§ **给定原文**
>>>>>

爬楼梯的动态规划问题

Staircase Problem

There are n stairs, a person standing at the bottom wants to reach the top. The person can climb either 1 or 2 stairs at a time. Count the number of ways, the person can reach the top.

思路：

1.0级楼梯0种方法

2.1级楼梯1种方法

3.2.级楼梯2种方法

4.如果要爬n级楼梯所需步数steps[n]=steps[n-1]+steps[n-2];此处用个for循环就好了

代码

/**
 * Recursive Staircase Problem (Dynamic Programming Solution).
 *
 * @param {number} stairsNum - Number of stairs to climb on.
 * @return {number} - Number of ways to climb a staircase.
 */
export default function recursiveStaircaseDP(stairsNum) {
  if (stairsNum < 0) {
    // There is no way to go down - you climb the stairs only upwards.
    return 0;
  }

  // Init the steps vector that will hold all possible ways to get to the corresponding step.
  const steps = new Array(stairsNum + 1).fill(0);

  // Init the number of ways to get to the 0th, 1st and 2nd steps.
  steps[0] = 0;
  steps[1] = 1;
  steps[2] = 2;

  if (stairsNum <= 2) {
    // Return the number of ways to get to the 0th or 1st or 2nd steps.
    return steps[stairsNum];
  }

  // Calculate every next step based on two previous ones.
  for (let currentStep = 3; currentStep <= stairsNum; currentStep += 1) {
    steps[currentStep] = steps[currentStep - 1] + steps[currentStep - 2];
  }

  // Return possible ways to get to the requested step.
  return steps[stairsNum];
}

<<<<<

§ **列表记录**
>>>>>

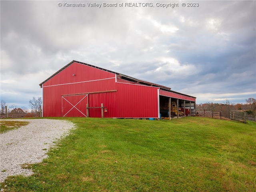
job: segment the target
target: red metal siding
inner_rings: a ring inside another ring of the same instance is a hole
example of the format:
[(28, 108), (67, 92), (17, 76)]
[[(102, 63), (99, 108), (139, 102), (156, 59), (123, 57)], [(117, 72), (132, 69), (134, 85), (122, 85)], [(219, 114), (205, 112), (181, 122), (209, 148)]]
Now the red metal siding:
[(115, 76), (113, 73), (74, 62), (44, 83), (44, 86), (115, 78)]
[(172, 98), (183, 99), (187, 101), (196, 101), (195, 98), (189, 97), (188, 96), (185, 96), (184, 95), (180, 95), (175, 93), (164, 91), (163, 90), (159, 90), (159, 95), (162, 95), (163, 96), (167, 96)]
[[(102, 103), (103, 106), (107, 110), (104, 112), (104, 117), (116, 117), (116, 92), (111, 92), (89, 95), (89, 106), (90, 107), (100, 107)], [(89, 116), (90, 117), (101, 117), (101, 109), (89, 109)]]
[[(104, 112), (104, 117), (157, 118), (158, 90), (160, 95), (188, 101), (196, 100), (124, 80), (117, 79), (116, 82), (116, 78), (114, 73), (72, 63), (43, 84), (43, 116), (87, 116), (87, 103), (89, 107), (100, 107), (103, 103), (107, 109)], [(117, 91), (92, 93), (114, 90)], [(70, 95), (86, 93), (90, 93), (86, 98), (86, 94)], [(89, 116), (101, 117), (101, 109), (89, 109)]]
[(158, 88), (116, 83), (119, 118), (158, 117)]
[[(72, 75), (73, 73), (74, 76)], [(62, 96), (114, 90), (115, 74), (74, 63), (44, 83), (43, 89), (43, 116), (61, 117), (62, 115)], [(114, 94), (110, 95), (115, 96)], [(94, 96), (91, 97), (92, 99)], [(75, 97), (70, 99), (71, 103), (76, 102)], [(72, 110), (72, 112), (75, 111)], [(111, 114), (110, 112), (106, 113), (106, 116)], [(93, 113), (92, 116), (93, 114)]]

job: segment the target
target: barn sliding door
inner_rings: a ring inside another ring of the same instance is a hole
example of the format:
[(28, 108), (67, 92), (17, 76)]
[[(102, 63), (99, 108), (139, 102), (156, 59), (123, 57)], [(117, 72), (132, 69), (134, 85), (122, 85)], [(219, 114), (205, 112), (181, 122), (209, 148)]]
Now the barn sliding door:
[(87, 117), (88, 94), (61, 96), (62, 117)]

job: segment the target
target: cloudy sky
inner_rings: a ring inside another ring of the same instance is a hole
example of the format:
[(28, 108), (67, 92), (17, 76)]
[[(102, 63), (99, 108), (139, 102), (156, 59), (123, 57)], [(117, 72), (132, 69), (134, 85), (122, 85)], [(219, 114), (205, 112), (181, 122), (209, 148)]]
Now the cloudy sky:
[(255, 1), (0, 2), (1, 100), (9, 106), (28, 108), (39, 84), (73, 60), (197, 103), (256, 98)]

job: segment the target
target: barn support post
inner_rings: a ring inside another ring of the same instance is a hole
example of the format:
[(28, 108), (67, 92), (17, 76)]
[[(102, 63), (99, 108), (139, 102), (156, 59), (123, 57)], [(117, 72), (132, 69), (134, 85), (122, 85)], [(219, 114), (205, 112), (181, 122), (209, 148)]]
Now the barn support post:
[(104, 107), (103, 107), (103, 104), (102, 103), (101, 104), (101, 118), (103, 118), (104, 117), (104, 111), (103, 110), (103, 108), (104, 108)]
[(171, 117), (171, 107), (172, 104), (172, 98), (169, 98), (169, 120), (170, 120), (172, 118)]
[(191, 101), (189, 102), (189, 116), (191, 116)]
[(183, 102), (183, 110), (184, 111), (184, 117), (186, 117), (186, 100)]
[(41, 105), (40, 106), (40, 110), (39, 110), (39, 116), (40, 116), (40, 117), (42, 117), (42, 106)]
[(89, 104), (87, 103), (86, 104), (86, 116), (87, 117), (89, 117)]
[(177, 118), (179, 118), (179, 99), (177, 99)]
[(7, 106), (5, 106), (5, 113), (6, 115), (6, 118), (8, 118), (8, 112), (7, 111)]

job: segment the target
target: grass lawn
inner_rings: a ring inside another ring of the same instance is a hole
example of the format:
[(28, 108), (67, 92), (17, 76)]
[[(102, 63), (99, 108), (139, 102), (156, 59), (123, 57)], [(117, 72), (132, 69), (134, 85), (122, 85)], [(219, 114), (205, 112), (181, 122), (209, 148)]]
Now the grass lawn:
[(256, 122), (64, 119), (76, 128), (4, 191), (256, 191)]
[(18, 129), (22, 126), (26, 125), (29, 122), (18, 121), (0, 121), (0, 133), (6, 131)]

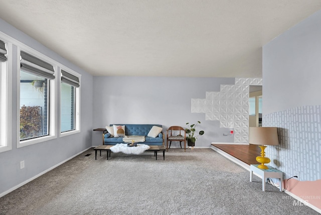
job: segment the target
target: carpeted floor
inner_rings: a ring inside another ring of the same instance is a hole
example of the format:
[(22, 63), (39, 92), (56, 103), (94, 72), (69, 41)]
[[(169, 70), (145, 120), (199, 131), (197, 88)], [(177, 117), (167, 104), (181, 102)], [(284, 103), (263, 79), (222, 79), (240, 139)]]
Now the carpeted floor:
[[(91, 153), (89, 156), (84, 155)], [(0, 214), (314, 214), (210, 149), (165, 160), (92, 149), (0, 198)], [(161, 153), (160, 153), (161, 154)], [(262, 206), (264, 205), (264, 206)]]

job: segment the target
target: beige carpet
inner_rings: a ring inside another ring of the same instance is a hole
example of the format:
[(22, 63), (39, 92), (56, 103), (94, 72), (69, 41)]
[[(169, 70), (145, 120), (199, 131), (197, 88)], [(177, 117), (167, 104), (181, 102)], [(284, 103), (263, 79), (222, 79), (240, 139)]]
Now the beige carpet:
[[(85, 156), (91, 153), (89, 156)], [(0, 198), (1, 214), (313, 214), (210, 149), (165, 160), (90, 149)], [(266, 205), (263, 207), (261, 205)]]

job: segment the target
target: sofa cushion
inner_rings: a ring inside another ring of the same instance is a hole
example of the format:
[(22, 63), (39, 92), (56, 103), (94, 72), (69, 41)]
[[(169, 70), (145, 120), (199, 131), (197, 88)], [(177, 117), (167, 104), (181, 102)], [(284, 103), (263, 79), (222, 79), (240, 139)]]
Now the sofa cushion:
[(114, 137), (124, 137), (125, 134), (125, 126), (113, 125), (114, 127)]
[(158, 135), (163, 131), (163, 128), (158, 127), (158, 126), (154, 126), (151, 127), (151, 129), (149, 131), (149, 132), (147, 134), (147, 137), (156, 137)]

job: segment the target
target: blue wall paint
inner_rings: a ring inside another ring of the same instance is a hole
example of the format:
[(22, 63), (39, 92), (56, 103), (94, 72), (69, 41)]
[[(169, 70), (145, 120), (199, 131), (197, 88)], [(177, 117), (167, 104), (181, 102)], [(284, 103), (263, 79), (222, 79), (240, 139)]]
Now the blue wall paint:
[(280, 127), (280, 137), (266, 155), (287, 178), (320, 179), (320, 38), (321, 11), (263, 49), (263, 124)]

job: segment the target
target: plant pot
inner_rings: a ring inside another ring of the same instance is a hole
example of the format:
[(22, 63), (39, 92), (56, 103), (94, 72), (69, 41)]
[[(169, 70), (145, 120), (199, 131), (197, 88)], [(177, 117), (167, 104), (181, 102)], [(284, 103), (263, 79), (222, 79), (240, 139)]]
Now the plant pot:
[(195, 143), (192, 142), (192, 140), (190, 139), (187, 139), (187, 145), (188, 146), (195, 146)]

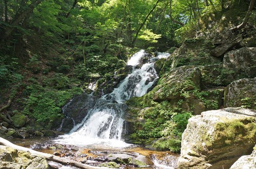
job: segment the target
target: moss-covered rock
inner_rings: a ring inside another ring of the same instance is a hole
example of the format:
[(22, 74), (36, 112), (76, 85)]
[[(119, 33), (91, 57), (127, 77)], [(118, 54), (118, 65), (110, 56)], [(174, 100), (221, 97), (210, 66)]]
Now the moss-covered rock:
[(247, 77), (256, 76), (256, 47), (243, 47), (226, 54), (223, 67)]
[(162, 58), (158, 60), (154, 64), (154, 67), (158, 74), (159, 74), (162, 67), (163, 66), (165, 61), (166, 59), (165, 58)]
[(21, 127), (25, 125), (27, 121), (27, 117), (24, 114), (17, 113), (11, 117), (11, 120), (15, 127)]
[(100, 164), (99, 167), (105, 167), (108, 168), (119, 169), (120, 165), (114, 162), (110, 162)]
[(256, 78), (243, 78), (225, 88), (224, 106), (256, 109)]
[(188, 120), (182, 134), (180, 169), (228, 168), (256, 142), (256, 111), (226, 108)]
[(14, 169), (49, 168), (45, 158), (3, 145), (0, 145), (0, 166), (1, 168)]
[(119, 164), (128, 164), (134, 156), (126, 154), (111, 154), (108, 155), (108, 161), (114, 162)]

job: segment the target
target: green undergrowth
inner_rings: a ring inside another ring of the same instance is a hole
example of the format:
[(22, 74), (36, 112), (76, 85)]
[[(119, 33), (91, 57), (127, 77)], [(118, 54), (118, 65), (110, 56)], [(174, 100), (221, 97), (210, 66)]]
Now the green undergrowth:
[(180, 151), (181, 140), (174, 138), (160, 139), (155, 142), (152, 146), (159, 150), (169, 150), (172, 152), (178, 153)]
[(256, 119), (251, 118), (217, 124), (216, 139), (227, 145), (256, 141)]
[(60, 86), (65, 86), (64, 84), (67, 84), (57, 82), (56, 87), (39, 84), (27, 86), (23, 92), (28, 96), (20, 100), (24, 106), (22, 113), (47, 128), (53, 127), (56, 121), (61, 121), (63, 116), (61, 108), (67, 101), (82, 92), (81, 88), (77, 87), (59, 90)]

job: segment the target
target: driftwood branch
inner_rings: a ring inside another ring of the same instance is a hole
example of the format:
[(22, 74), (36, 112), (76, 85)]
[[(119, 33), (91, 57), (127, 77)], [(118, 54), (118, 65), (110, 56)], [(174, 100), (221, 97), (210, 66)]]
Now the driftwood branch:
[(56, 162), (65, 165), (69, 165), (82, 169), (109, 169), (105, 167), (95, 167), (83, 164), (74, 160), (62, 158), (58, 156), (35, 151), (28, 148), (24, 147), (13, 144), (9, 141), (0, 137), (0, 145), (10, 147), (18, 150), (30, 153), (32, 155), (39, 156), (45, 158), (48, 161)]
[(3, 111), (4, 110), (5, 110), (6, 109), (9, 107), (10, 106), (10, 105), (11, 105), (11, 101), (12, 101), (12, 100), (9, 99), (8, 101), (8, 103), (6, 105), (3, 106), (0, 109), (0, 112)]

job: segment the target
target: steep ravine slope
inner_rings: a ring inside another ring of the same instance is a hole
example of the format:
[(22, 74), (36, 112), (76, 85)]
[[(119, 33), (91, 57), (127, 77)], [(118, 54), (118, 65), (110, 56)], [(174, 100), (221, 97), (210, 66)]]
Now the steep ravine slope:
[(230, 16), (235, 10), (202, 16), (200, 25), (207, 25), (207, 31), (156, 63), (161, 67), (156, 86), (126, 102), (126, 141), (178, 152), (191, 116), (227, 107), (256, 109), (255, 26), (250, 22), (241, 31), (224, 30), (225, 23), (237, 24)]

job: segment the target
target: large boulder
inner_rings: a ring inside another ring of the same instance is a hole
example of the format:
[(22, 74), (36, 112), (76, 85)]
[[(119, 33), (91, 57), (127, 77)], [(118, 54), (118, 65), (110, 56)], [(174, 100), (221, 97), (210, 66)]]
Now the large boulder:
[(241, 157), (230, 169), (254, 169), (256, 168), (256, 150), (250, 155)]
[(134, 158), (134, 156), (126, 154), (112, 154), (109, 155), (108, 161), (125, 164), (129, 163)]
[(0, 145), (0, 168), (48, 169), (46, 160), (29, 153)]
[(158, 82), (160, 89), (154, 94), (154, 100), (169, 100), (181, 98), (182, 91), (199, 87), (200, 70), (194, 66), (184, 66), (173, 69), (164, 75)]
[(223, 67), (248, 77), (256, 76), (256, 47), (243, 47), (224, 56)]
[(243, 37), (241, 34), (232, 36), (221, 45), (210, 51), (211, 55), (215, 57), (220, 57), (224, 55), (229, 49), (234, 47), (243, 41)]
[(256, 109), (256, 78), (231, 83), (224, 90), (224, 106)]
[(256, 111), (228, 108), (190, 118), (182, 134), (178, 168), (229, 168), (256, 142)]
[(24, 114), (17, 113), (11, 117), (11, 120), (15, 127), (21, 127), (25, 125), (27, 118)]

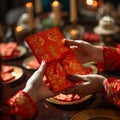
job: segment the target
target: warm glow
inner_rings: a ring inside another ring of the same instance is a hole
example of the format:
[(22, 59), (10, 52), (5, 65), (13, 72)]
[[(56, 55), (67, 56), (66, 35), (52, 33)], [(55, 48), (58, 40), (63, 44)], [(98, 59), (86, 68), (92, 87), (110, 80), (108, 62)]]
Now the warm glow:
[(32, 2), (27, 2), (27, 3), (25, 4), (25, 6), (26, 6), (27, 8), (32, 7)]
[(93, 7), (98, 6), (98, 2), (96, 0), (87, 0), (86, 3), (87, 3), (87, 5), (90, 5), (90, 6), (93, 6)]
[(22, 26), (17, 26), (17, 27), (16, 27), (16, 31), (17, 31), (17, 32), (21, 32), (22, 30), (23, 30)]
[(54, 2), (52, 3), (52, 5), (53, 5), (54, 7), (56, 7), (56, 6), (59, 5), (59, 2), (58, 2), (58, 1), (54, 1)]
[(76, 35), (76, 34), (77, 34), (77, 30), (72, 29), (72, 30), (70, 31), (70, 33), (71, 33), (71, 35)]

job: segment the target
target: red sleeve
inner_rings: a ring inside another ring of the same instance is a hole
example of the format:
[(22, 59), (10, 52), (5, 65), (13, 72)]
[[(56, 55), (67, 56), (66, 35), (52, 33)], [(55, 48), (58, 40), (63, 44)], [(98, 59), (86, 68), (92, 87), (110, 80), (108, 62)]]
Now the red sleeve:
[(7, 101), (7, 105), (11, 107), (10, 114), (14, 114), (18, 118), (31, 119), (37, 113), (36, 104), (24, 91), (19, 91), (15, 96), (10, 98)]
[(109, 78), (104, 82), (104, 87), (110, 101), (120, 108), (120, 79)]
[(120, 70), (120, 45), (103, 48), (104, 62), (98, 63), (100, 71)]

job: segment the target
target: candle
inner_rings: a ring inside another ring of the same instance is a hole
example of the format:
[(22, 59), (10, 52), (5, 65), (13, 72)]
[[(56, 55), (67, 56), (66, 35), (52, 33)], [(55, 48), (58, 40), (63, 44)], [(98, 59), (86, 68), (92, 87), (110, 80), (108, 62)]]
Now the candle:
[(76, 0), (70, 0), (70, 21), (76, 22), (78, 19), (77, 17), (77, 4)]
[(78, 39), (79, 37), (79, 31), (76, 28), (70, 29), (69, 34), (71, 39)]
[(30, 29), (33, 30), (34, 28), (33, 4), (32, 2), (27, 2), (25, 6), (29, 16), (29, 26)]
[(86, 4), (87, 9), (89, 10), (97, 10), (99, 6), (96, 0), (86, 0), (85, 4)]
[(35, 0), (35, 12), (36, 13), (41, 13), (42, 10), (43, 10), (42, 1), (41, 0)]
[(0, 38), (3, 38), (4, 34), (3, 34), (3, 28), (2, 25), (0, 24)]
[(61, 22), (60, 6), (61, 5), (58, 1), (53, 1), (51, 6), (54, 13), (54, 24), (60, 25), (60, 22)]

<<<<<

§ **任务要求**
**1.** 按原文的说法，爬楼梯的人每次可以爬几级？
**2.** 把原文中从“4.如果要爬n级楼梯所需步数”开始、到“climb a staircase.”结束的部分重写一遍，并将其中的“for循环”替换为“while循环”。
**3.** 原文的代码里有哪些以“//”开头的单行注释？请全部列出。
列表是单独的材料。

§ **各题答案**
**1.** 每次可以爬1级或2级。

**2.**
4.如果要爬n级楼梯所需步数steps[n]=steps[n-1]+steps[n-2];此处用个while循环就好了

代码

/**
 * Recursive Staircase Problem (Dynamic Programming Solution).
 *
 * @param {number} stairsNum - Number of stairs to climb on.
 * @return {number} - Number of ways to climb a staircase.

**3.**
1. // There is no way to go down - you climb the stairs only upwards.
2. // Init the steps vector that will hold all possible ways to get to the corresponding step.
3. // Init the number of ways to get to the 0th, 1st and 2nd steps.
4. // Return the number of ways to get to the 0th or 1st or 2nd steps.
5. // Calculate every next step based on two previous ones.
6. // Return possible ways to get to the requested step.